>>>

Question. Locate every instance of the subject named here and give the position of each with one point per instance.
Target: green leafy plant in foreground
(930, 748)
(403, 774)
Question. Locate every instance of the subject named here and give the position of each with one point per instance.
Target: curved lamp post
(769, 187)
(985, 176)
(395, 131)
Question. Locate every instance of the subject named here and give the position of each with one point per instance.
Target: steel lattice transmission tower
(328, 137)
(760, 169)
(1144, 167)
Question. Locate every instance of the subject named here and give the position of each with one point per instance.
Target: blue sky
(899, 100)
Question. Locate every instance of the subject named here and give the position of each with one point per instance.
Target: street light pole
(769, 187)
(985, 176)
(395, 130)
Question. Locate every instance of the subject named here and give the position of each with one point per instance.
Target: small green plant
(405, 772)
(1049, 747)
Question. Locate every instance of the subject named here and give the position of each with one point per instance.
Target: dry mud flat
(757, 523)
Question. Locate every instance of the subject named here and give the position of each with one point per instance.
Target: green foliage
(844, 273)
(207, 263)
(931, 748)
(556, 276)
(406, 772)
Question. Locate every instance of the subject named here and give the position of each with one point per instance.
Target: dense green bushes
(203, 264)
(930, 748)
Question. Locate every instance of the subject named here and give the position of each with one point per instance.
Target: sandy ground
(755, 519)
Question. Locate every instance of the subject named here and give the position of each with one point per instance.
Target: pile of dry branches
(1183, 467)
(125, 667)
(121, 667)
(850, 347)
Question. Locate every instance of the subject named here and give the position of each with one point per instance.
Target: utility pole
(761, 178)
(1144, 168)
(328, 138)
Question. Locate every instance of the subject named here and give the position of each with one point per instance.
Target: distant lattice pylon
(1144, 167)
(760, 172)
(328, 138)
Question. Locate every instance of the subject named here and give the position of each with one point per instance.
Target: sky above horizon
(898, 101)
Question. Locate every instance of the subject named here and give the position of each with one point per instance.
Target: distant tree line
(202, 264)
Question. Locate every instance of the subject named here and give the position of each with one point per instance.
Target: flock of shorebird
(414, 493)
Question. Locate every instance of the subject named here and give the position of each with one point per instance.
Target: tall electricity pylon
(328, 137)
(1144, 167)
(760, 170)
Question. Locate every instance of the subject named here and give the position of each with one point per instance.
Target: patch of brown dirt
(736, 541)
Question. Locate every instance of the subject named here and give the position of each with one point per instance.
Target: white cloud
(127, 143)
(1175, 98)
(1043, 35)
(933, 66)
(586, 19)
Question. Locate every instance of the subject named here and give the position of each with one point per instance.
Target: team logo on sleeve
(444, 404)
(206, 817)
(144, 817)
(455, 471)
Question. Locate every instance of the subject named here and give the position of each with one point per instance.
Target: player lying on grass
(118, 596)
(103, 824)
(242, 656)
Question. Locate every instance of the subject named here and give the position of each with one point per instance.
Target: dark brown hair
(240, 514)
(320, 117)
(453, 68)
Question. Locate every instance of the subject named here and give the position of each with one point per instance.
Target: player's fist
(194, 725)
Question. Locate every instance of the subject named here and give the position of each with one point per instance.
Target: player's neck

<<<

» **EXERCISE**
From the line containing "Target: player lying on grass" to the final line of the data above, transcribe every line exactly and nothing more.

» **ANSWER TO THE PROBLEM**
Target: player lying on grass
(118, 596)
(103, 824)
(242, 656)
Question. Locate every instance of the subject named here and give the position of each with one point per instance.
Target: dark brown hair
(240, 514)
(320, 117)
(453, 68)
Question. Locate every instance of the subject named here and give the position of each with one point per instance.
Target: player's fist
(194, 725)
Question. Locate every instance of the subject named here and give the position of each with one point per instance.
Target: player's neck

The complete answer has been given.